Write each entry out again exactly as it was given.

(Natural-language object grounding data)
------------------------------
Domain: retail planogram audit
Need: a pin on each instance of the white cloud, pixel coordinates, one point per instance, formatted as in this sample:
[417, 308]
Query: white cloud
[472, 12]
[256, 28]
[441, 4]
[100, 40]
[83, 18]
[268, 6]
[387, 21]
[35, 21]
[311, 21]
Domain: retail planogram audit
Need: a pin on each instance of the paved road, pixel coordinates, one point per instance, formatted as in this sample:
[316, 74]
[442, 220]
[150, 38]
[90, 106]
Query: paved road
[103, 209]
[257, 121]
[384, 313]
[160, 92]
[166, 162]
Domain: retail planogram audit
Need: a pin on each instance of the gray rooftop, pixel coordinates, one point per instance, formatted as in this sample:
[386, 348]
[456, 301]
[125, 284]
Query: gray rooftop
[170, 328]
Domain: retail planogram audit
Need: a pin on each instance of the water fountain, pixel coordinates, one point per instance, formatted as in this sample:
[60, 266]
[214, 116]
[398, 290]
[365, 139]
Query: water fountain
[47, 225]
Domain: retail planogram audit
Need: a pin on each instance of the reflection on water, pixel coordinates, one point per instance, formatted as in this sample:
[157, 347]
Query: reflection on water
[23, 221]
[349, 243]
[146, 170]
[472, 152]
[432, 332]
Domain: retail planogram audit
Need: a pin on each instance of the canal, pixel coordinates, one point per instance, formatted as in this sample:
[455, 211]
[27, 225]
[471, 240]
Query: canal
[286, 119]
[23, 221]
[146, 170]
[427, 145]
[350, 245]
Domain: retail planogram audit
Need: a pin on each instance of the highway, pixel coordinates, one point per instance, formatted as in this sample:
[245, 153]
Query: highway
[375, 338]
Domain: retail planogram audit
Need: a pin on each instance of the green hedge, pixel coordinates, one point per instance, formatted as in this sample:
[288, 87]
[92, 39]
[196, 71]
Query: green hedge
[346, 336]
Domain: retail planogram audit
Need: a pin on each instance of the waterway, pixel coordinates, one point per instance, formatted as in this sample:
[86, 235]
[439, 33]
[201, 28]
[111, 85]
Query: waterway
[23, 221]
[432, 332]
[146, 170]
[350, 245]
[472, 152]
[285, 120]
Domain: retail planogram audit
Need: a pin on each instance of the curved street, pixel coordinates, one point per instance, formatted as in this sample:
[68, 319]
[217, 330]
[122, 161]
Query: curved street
------------------------------
Exercise result:
Domain: retail planogram audit
Need: a pin on each instance of the white cloud, pixel coordinates, one point per instance, formatted as in this sample:
[417, 308]
Query: white cloud
[472, 12]
[256, 28]
[441, 4]
[100, 40]
[83, 18]
[268, 6]
[387, 21]
[35, 21]
[311, 21]
Domain: retail planogram audit
Need: a pin on each instance of the paved road, pixel coordinates, one point per instance, formatted as in this sample:
[316, 74]
[442, 220]
[150, 38]
[90, 106]
Query: paved road
[103, 209]
[257, 121]
[384, 313]
[160, 92]
[166, 162]
Domain: retail planogram audit
Need: a pin on each instance of the gray rooftop, pixel coordinates, one point per instance, formatted as in this sample:
[386, 348]
[456, 301]
[125, 284]
Query: gray rooftop
[170, 328]
Domain: retail planogram audit
Need: a pin on each instance of the water fountain, pixel coordinates, one point per instance, formatted as in this sample:
[60, 266]
[214, 116]
[398, 290]
[365, 139]
Query: water fountain
[47, 225]
Domain: retail planogram audit
Need: a pin on each instance of the reflection on water, pixel coordinates, one point per instance, formatted as in this sample:
[157, 347]
Query: reflection on water
[23, 221]
[349, 243]
[146, 170]
[472, 152]
[432, 332]
Domain: retail planogram audit
Need: a pin on each instance of the canal, pixel coordinates, one point per instance, formatted as in this sample:
[455, 211]
[27, 225]
[471, 240]
Query: canal
[286, 119]
[23, 221]
[146, 170]
[427, 145]
[350, 245]
Domain: retail planogram audit
Need: a pin on each instance of the highway, pixel coordinates, one point per instance, formatted as in this sample:
[245, 153]
Query: highway
[375, 338]
Domain: retail planogram audit
Need: a pin on each instance of the green hedge, pixel coordinates, one point per instance, formatted as in this sample:
[288, 87]
[92, 39]
[196, 71]
Query: green hedge
[346, 336]
Domain: retail planogram audit
Need: a pin on each instance of the waterway, pixel coordinates, one point per instance, formatted as in this sample:
[86, 235]
[439, 33]
[201, 28]
[111, 85]
Query: waterway
[23, 221]
[432, 332]
[146, 170]
[350, 245]
[472, 152]
[285, 120]
Domain: retail planogram audit
Need: a pin on each instance of the curved street, pixel coordinates, one point per instance, formatted as in this sample:
[68, 319]
[217, 330]
[122, 161]
Query: curved street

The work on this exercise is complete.